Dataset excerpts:
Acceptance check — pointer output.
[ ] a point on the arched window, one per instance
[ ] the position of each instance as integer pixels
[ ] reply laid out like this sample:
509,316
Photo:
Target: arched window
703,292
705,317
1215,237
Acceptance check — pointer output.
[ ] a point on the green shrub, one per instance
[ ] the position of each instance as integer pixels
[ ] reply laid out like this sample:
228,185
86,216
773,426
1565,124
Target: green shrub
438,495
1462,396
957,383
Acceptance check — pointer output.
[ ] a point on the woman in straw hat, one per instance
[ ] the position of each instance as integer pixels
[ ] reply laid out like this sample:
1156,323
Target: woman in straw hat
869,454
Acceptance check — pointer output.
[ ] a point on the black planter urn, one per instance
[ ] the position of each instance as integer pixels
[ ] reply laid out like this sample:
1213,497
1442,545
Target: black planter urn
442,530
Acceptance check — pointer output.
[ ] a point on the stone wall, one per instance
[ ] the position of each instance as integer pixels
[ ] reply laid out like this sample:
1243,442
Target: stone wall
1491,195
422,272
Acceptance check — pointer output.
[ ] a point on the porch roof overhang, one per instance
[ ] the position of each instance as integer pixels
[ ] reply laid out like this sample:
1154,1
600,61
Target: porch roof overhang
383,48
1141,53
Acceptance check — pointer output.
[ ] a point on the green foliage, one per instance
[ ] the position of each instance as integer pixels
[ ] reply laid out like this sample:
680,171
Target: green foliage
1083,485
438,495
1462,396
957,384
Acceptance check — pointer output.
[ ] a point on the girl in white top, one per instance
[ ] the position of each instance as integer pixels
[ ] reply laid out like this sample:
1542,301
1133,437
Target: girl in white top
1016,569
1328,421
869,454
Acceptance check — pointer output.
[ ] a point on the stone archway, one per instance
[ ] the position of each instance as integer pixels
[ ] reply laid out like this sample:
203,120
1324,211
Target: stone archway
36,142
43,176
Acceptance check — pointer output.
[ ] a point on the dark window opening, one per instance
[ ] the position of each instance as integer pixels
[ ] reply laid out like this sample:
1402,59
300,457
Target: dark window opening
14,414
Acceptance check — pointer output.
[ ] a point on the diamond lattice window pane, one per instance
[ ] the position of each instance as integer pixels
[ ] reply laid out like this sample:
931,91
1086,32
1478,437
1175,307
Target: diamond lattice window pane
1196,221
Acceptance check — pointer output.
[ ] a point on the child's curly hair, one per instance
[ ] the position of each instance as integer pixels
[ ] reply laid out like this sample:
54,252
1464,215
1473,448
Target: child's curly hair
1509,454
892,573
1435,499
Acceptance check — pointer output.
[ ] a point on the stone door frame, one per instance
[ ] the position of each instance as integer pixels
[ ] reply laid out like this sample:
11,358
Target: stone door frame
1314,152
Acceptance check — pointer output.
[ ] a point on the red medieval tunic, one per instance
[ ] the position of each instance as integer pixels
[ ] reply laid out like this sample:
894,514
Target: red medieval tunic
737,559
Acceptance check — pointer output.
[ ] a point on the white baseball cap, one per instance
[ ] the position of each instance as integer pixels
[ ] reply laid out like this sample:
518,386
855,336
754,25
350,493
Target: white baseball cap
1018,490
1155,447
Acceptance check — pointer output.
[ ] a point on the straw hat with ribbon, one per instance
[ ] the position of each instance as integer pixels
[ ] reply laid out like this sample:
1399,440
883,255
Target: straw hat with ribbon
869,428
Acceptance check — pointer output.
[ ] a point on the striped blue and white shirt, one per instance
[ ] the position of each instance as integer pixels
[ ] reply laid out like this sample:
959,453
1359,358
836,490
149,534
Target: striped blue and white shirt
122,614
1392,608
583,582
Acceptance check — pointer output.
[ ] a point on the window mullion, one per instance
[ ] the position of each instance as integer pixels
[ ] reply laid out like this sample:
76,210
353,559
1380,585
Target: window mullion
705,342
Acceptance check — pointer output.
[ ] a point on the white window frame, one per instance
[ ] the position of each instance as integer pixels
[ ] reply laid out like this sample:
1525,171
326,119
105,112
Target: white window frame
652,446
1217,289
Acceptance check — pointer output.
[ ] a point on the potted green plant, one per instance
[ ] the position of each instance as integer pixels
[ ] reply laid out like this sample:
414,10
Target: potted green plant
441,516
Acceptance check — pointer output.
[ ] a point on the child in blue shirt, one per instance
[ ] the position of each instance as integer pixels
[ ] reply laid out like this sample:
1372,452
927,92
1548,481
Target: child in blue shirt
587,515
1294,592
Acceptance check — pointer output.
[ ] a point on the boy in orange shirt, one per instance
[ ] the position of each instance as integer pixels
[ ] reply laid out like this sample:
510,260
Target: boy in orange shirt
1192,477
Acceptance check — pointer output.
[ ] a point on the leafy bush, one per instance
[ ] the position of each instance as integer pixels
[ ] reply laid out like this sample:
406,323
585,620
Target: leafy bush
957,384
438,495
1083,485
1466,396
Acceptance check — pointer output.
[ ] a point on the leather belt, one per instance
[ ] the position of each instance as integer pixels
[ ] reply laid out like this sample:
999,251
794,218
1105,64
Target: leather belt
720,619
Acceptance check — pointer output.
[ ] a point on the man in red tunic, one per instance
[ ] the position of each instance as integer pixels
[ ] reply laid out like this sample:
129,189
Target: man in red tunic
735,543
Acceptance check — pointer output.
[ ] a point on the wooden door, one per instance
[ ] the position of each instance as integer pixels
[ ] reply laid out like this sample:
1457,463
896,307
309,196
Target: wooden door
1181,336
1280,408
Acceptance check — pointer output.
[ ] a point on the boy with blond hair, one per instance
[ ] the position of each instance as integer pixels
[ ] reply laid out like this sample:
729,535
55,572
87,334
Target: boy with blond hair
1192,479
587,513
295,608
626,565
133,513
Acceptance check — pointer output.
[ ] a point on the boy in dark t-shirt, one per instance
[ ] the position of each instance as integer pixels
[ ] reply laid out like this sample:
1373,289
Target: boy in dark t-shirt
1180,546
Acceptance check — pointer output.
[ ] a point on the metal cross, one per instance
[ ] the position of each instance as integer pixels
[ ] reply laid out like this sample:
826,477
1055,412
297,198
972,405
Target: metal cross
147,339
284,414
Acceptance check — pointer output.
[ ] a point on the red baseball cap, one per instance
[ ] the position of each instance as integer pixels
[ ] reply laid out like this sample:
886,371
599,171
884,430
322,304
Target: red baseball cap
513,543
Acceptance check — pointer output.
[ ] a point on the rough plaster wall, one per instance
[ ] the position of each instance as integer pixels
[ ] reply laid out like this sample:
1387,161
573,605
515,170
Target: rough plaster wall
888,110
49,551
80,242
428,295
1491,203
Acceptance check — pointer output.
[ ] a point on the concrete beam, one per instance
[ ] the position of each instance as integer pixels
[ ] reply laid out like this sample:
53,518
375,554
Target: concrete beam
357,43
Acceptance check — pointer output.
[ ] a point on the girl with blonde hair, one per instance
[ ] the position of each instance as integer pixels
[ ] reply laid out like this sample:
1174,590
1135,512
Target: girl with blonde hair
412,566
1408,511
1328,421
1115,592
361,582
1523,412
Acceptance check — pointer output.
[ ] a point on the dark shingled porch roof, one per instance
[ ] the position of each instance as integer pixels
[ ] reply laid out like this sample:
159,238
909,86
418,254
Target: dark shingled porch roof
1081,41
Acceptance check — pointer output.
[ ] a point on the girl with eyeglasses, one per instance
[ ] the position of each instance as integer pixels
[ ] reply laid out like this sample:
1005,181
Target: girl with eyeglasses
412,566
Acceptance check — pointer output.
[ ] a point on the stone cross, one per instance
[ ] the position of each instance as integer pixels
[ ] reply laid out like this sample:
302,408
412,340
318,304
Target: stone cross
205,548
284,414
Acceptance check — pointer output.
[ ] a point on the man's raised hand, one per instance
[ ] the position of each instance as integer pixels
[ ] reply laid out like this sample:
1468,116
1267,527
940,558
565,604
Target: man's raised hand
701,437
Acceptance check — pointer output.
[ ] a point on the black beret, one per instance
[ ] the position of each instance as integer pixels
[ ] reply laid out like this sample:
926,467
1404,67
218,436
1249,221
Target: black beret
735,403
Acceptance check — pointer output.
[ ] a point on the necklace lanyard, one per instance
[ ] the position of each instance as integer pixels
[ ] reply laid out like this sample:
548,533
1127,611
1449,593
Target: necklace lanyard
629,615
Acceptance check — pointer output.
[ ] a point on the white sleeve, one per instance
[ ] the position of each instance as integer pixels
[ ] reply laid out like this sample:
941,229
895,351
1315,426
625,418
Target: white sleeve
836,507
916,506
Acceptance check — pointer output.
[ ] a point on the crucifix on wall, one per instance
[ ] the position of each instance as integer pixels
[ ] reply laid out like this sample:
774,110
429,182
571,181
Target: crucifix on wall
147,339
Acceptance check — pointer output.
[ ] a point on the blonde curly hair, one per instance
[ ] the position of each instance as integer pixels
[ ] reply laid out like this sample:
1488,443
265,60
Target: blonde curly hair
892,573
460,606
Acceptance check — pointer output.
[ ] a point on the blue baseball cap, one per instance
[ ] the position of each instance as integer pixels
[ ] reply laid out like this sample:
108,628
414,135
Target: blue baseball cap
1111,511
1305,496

** TASK STATEMENT **
All lines above between those holding "Target: leather belt" and "[ ] a point on the metal", inclusive, must be set down unchanged, and no other line may be included.

** FINISHED EXERCISE **
Target: leather belt
720,619
Acceptance check — pointer output.
[ ] a point on the man in red tunic, one per instance
[ ] the position of each instance as integer pixels
[ ] reply laid out like this sample:
129,189
Target: man in red tunic
735,543
Acceptance check — pointer output.
[ ] a point on the wooden door, one per instance
[ ] the position of each instance as integer pixels
[ ] reply laid out like this sample:
1457,463
896,307
309,196
Target: wooden door
1181,336
1280,408
Acceptance check — pointer output.
[ ] a point on the boy with blond hair, one per instance
[ ] the position of each instance as integer pixels
[ ] reply laid out like this sample:
729,535
55,572
87,334
Target: boy with blond hair
1192,479
587,513
295,608
626,565
133,513
Acceptance check — pointer output.
[ ] a point on the boy in dark t-shirt, one per instance
[ ] the position of each instance as integer pixels
[ ] reply laid out like this sample:
1373,289
Target: boy in dark t-shirt
1180,546
Acceptance check — pointer output.
[ ] a point on the metal cross, one per instance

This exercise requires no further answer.